* _Data entries_
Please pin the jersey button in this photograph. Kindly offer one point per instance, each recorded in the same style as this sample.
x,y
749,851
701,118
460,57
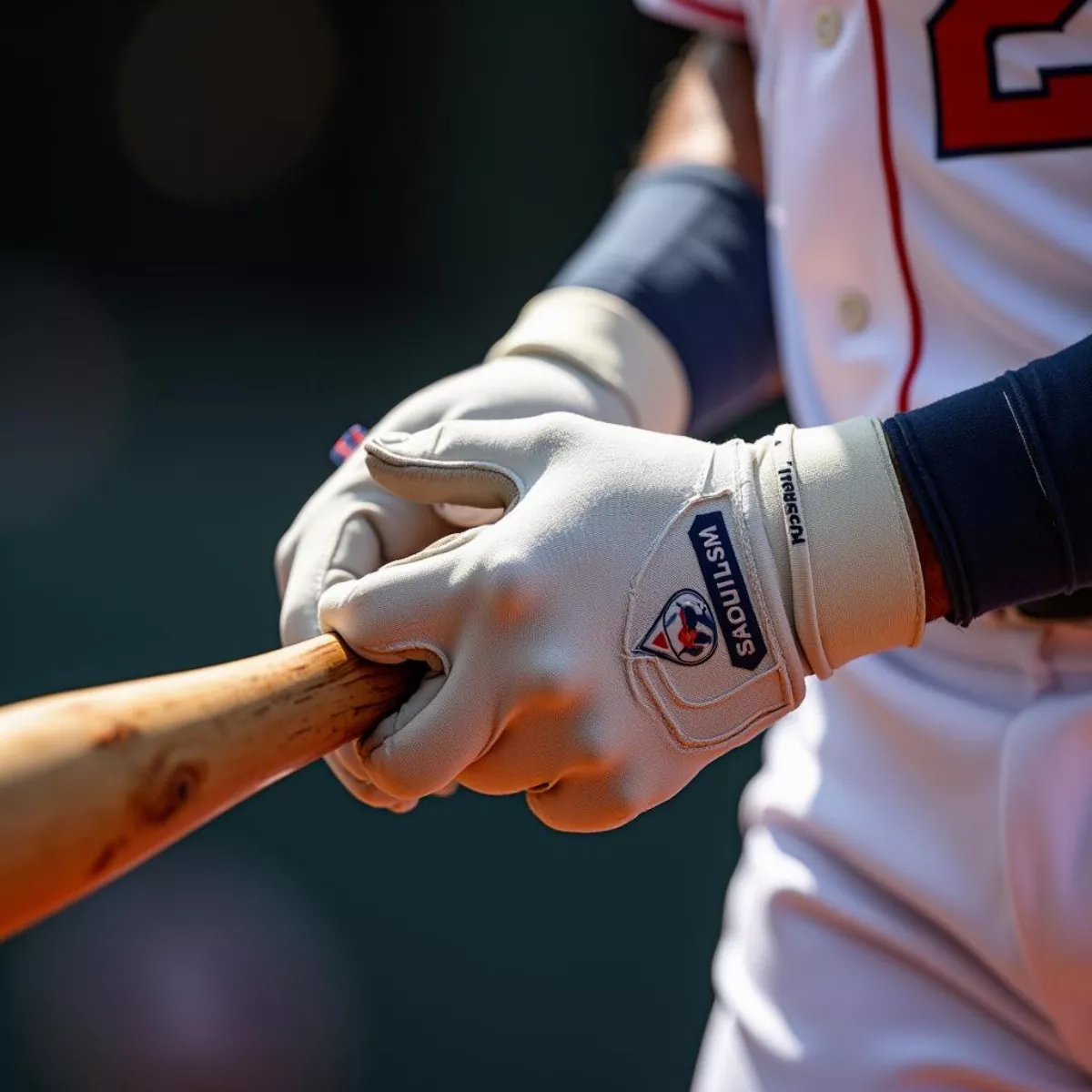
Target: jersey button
x,y
828,26
853,311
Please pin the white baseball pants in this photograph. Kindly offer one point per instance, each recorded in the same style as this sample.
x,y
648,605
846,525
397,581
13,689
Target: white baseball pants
x,y
913,910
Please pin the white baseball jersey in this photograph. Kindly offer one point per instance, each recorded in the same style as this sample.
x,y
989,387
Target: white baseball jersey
x,y
912,909
929,188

* _Instructions for the task_
Transcribe all of the data above verbatim, leaving out the pictures.

* _Output for this task_
Please pin the jersey button in this photograph. Kindly offer one point per instance, each recorded in the same style as this sample.
x,y
749,851
701,118
460,57
Target: jersey button
x,y
828,26
853,311
Please pin the white baseball pants in this photograph. Kindly offer one point per instance, each recorded in the same style as this sample.
x,y
648,605
846,525
397,581
13,689
Target: white baseball pants
x,y
913,910
Please pin the white baseball jersey in this photograph. Kindly offer one point per instance, each recorded in the same style as this sample.
x,y
989,387
Target: white baseball jersey
x,y
912,909
929,188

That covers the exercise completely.